═══ 提示された文章 ═══

2010年7月6日 くもり 涼しい(休み)  午後にケア・マネージャーの杉の下さん(下川のハピネス)が来て、障害者手帳の手続きを手伝ってくれた。親切だ。病院とちがう、フツウの生活に慣れて来た。それでもやはり疲れる。昼に養蜂家の東さん関係の客が6人来てくれた。3時半頃、フミちゃんがナヨロに出かけ、入れ替りにトオちゃんが訪ねて来た。ナヨロ市立に入院していた時、トオちゃんも足の骨折で入院していた。トオちゃんは車イスで、私の部屋によく来てくれた。最もつらい頃だった。
トオちゃんが話し相手してくれたおかげで、私はどれくらい助かったか知れない。彼は絵を描くので色々わかり、私のフーレンのアトリエから絵を描くのに必要なものを持って来てくれたのだ。

2010年7月8日(水) くもり 涼しい (休み)
 フミちゃんと昼メシを食っていると、杉田さんが来た。陽に焼けて元気そうだ。これから釣りに行くと言う。「ネコ達がヤマベを欲しがるんでネ」と言って笑った。コーヒーを一緒に飲みながら庭の方を見ると緑一色の中にジギタリスの赤ムラサキの花があざやかであった。どこかで、カッコーが鳴いていた。3時頃に、草刈機を車に積んで、フミちゃんの運転でフウレンのアトリエに行った。

═══

*取り組む作業*.
A: 日記の「フミちゃんと昼メシを食っていると」で始まる段落を、主な事実を残したまま箇条書きに書き直しなさい。
B: 日記に名前で登場する人物を、すべて挙げなさい。
C: 日記について、次の問いに答えなさい。
(i) 杉の下さんは何の手続きを手伝ってくれたか。
(ii) トオちゃんがナヨロ市立に入院していた理由は何か。
(iii) 2010年7月8日の天気はどう記されているか。

═══ 提示された項目 ═══

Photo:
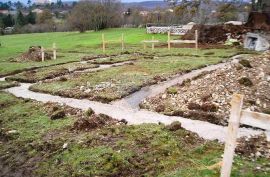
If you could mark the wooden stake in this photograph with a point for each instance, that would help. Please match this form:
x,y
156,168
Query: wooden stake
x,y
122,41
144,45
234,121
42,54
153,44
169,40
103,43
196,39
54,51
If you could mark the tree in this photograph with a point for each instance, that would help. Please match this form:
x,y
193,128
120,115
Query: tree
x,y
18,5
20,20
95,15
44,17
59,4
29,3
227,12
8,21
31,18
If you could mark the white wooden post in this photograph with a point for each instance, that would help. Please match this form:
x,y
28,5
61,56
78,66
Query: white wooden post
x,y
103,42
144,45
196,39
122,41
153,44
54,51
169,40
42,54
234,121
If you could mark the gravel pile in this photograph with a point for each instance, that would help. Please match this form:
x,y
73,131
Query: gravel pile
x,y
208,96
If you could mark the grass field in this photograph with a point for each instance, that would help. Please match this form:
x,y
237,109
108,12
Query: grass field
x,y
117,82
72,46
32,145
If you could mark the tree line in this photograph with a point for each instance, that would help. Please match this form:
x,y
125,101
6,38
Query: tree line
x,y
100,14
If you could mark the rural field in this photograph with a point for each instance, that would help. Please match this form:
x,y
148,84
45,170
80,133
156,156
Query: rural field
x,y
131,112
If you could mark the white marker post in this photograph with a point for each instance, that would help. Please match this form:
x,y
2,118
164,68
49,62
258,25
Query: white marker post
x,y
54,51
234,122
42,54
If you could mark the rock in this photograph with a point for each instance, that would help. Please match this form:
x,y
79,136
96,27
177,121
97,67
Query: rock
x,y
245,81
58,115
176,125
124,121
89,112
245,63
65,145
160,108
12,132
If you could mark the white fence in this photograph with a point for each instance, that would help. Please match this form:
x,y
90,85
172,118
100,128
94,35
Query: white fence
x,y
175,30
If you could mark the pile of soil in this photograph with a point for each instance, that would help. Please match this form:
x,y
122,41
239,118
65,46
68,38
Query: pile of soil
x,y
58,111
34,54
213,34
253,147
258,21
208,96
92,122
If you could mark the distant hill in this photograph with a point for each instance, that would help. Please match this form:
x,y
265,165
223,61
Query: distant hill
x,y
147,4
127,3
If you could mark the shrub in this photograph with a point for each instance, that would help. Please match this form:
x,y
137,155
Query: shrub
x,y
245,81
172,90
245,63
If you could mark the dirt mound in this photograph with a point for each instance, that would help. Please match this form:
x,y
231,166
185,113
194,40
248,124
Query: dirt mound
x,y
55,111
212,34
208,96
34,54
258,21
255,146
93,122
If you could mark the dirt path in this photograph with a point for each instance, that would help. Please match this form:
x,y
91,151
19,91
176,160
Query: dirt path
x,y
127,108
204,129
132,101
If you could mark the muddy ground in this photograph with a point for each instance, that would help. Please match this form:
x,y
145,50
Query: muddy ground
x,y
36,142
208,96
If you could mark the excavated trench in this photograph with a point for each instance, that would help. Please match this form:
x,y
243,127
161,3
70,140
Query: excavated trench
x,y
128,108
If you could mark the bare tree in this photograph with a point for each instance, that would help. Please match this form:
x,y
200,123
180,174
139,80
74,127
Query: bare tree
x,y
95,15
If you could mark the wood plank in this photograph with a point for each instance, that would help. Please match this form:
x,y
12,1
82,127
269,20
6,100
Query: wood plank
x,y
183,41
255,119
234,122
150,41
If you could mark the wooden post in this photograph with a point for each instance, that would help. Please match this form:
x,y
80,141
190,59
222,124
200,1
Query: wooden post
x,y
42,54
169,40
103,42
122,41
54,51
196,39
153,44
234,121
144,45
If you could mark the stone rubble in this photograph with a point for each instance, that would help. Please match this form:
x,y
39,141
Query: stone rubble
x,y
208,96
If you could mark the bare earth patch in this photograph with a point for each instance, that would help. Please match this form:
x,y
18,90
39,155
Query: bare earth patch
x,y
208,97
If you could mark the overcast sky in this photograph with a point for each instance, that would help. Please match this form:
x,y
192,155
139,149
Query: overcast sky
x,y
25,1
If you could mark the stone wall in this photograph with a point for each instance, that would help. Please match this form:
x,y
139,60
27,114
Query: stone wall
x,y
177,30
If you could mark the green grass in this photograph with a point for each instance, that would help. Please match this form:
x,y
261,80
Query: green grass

═══

*作業別の解答*.
A:
- フミちゃんと昼食をとっているときに杉田さんが来た。
- 杉田さんは日焼けして元気そうで、ネコ達がヤマベを欲しがるので釣りに行くと話した。
- 一緒にコーヒーを飲んだ。庭の緑の中でジギタリスの赤紫の花が鮮やかに見え、どこかでカッコーが鳴いていた。
- 3時頃、草刈機を車に積み、フミちゃんの運転でフウレンのアトリエへ行った。

B: 杉の下さん、東さん、フミちゃん、トオちゃん、杉田さん

C:
(i) 障害者手帳の手続き
(ii) 足の骨折
(iii) くもりで、涼しい